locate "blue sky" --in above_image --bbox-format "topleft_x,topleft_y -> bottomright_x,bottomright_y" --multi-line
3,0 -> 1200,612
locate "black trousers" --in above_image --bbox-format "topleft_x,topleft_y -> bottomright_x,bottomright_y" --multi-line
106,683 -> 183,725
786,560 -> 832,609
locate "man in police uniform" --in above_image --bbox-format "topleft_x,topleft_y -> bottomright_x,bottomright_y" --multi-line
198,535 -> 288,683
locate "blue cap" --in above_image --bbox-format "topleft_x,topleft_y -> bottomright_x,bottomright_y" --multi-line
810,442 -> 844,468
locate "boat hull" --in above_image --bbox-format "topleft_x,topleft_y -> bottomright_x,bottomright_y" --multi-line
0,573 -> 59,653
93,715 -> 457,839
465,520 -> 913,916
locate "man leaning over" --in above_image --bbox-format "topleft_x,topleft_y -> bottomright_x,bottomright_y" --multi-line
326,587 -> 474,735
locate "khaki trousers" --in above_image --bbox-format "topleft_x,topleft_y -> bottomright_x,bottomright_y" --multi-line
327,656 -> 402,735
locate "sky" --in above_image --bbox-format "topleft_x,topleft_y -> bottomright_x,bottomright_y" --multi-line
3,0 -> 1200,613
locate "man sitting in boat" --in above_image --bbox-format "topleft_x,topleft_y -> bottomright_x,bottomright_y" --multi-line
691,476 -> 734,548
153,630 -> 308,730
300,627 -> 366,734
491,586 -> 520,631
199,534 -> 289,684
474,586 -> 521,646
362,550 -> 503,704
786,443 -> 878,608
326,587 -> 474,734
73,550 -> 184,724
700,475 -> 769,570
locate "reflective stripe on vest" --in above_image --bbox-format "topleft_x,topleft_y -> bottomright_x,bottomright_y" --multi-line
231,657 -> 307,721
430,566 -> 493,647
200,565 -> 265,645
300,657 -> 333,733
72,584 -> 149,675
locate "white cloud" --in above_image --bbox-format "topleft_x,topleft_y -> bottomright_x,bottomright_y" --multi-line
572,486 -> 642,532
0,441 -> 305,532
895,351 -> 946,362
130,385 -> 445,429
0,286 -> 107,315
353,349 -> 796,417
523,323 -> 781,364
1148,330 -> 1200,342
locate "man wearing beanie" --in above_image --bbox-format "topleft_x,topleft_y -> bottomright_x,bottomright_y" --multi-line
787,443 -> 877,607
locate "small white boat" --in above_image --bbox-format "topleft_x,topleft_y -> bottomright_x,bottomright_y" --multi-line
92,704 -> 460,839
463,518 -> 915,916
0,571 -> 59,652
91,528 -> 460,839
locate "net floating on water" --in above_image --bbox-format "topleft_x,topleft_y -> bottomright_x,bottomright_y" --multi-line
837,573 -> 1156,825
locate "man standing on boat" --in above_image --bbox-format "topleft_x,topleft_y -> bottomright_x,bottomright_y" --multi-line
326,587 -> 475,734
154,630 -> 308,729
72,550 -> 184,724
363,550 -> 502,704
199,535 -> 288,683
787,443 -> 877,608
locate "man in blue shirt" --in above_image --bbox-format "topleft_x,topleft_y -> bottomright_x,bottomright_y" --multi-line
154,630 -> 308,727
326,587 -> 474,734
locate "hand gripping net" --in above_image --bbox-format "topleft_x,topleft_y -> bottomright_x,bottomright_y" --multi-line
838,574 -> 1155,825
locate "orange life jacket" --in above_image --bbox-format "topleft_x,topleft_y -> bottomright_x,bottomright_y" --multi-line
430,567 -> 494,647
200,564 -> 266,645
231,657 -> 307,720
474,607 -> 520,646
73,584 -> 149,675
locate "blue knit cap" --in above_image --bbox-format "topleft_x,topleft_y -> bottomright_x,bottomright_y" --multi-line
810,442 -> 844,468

-- -- --

■ **WHAT YOU WILL DO**
The entries must all be transcribed exactly.

■ **RESULT**
locate "blue sky" --in above_image --bbox-format "topleft_x,topleft_y -> bottomright_x,bottomright_y" --multi-line
3,0 -> 1200,612
locate "black trousers" --in above_image --bbox-format "topleft_x,topleft_y -> bottomright_x,bottomright_y" --multi-line
106,683 -> 183,725
786,560 -> 832,609
locate "man in police uniform" --in above_image --bbox-format "topleft_x,topleft_y -> bottomright_x,bottomright_y" --multi-line
198,535 -> 288,683
locate "blue cap" --in above_image --bbox-format "topleft_x,topleft_y -> bottomright_x,bottomright_y" --multi-line
810,442 -> 844,468
locate "boat hull" --in above_image --bbox-format "topleft_x,topleft_y -> bottomright_x,bottomright_y" --multi-line
0,573 -> 59,653
93,715 -> 457,839
465,520 -> 913,916
locate "man leaning over" --in above_image --bbox-format "topleft_x,topleft_y -> bottomright_x,bottomright_y" --multi-line
326,587 -> 474,735
locate "khaki trousers" --in above_image --bbox-format "topleft_x,topleft_y -> bottomright_x,bottomright_y" --multi-line
327,656 -> 402,735
locate "sky" --in above_image --bbox-format "topleft_x,topleft_y -> bottomright_x,bottomright_y" --multi-line
3,0 -> 1200,613
locate "man sitting in boat" --in above_image --bbox-format "topleft_x,topleft_y -> bottomright_x,bottomright_y" --multi-line
691,476 -> 734,548
153,630 -> 308,730
300,627 -> 366,734
491,586 -> 520,631
199,534 -> 289,684
474,586 -> 521,646
362,550 -> 503,704
786,443 -> 878,608
326,587 -> 474,734
73,550 -> 184,724
700,475 -> 769,570
locate "reflective stripe on vest" --in above_image --bbox-format "topleft_x,topleft_y -> bottomright_x,bottomright_y" --multi-line
231,657 -> 307,721
430,566 -> 493,647
200,565 -> 265,645
300,657 -> 333,733
72,584 -> 149,675
locate "white cloud" --in above_image --bbox-format "topleft_x,topleft_y -> bottomright_x,bottomright_y" --multi-line
572,486 -> 642,532
0,441 -> 305,532
895,351 -> 946,362
130,385 -> 445,429
0,286 -> 107,315
353,349 -> 796,417
523,323 -> 781,364
1148,330 -> 1200,342
locate "man wearing beanie" --in above_image --bbox-format "topleft_x,topleft_y -> bottomright_x,bottomright_y" --multi-line
787,443 -> 877,607
locate "small white boat" --in above_image --bbox-format "topleft_x,topleft_y -> bottomright_x,bottomright_y" --multi-line
92,704 -> 460,839
463,518 -> 915,916
0,571 -> 59,652
91,528 -> 460,839
locate "net floating on water" --in above_image --bbox-format "topleft_x,topleft_y -> bottomright_x,bottomright_y" --multi-line
837,573 -> 1156,825
locate "man standing on boat" --in above_image --bbox-format "topleft_x,topleft_y -> bottomright_x,bottomright_y" --multi-line
326,587 -> 475,734
154,630 -> 308,729
72,550 -> 184,724
363,550 -> 502,704
199,535 -> 288,683
787,443 -> 877,608
locate "man in blue shirt" --in above_image --bbox-format "topleft_x,topleft_y -> bottomright_x,bottomright_y" --multi-line
154,630 -> 308,727
326,587 -> 474,734
locate "hand gripping net" --in above_image --bbox-format "topleft_x,topleft_y -> bottomright_x,bottomright_y" --multi-line
838,574 -> 1155,825
locate "orange life jacket" --in above_image --bbox-format "topleft_x,topleft_y -> bottomright_x,bottomright_y" --multi-line
430,567 -> 494,647
200,564 -> 266,645
231,657 -> 307,720
474,607 -> 520,646
73,584 -> 149,675
locate "blue knit cap" --in above_image --bbox-format "topleft_x,topleft_y -> bottomright_x,bottomright_y" --multi-line
810,442 -> 844,468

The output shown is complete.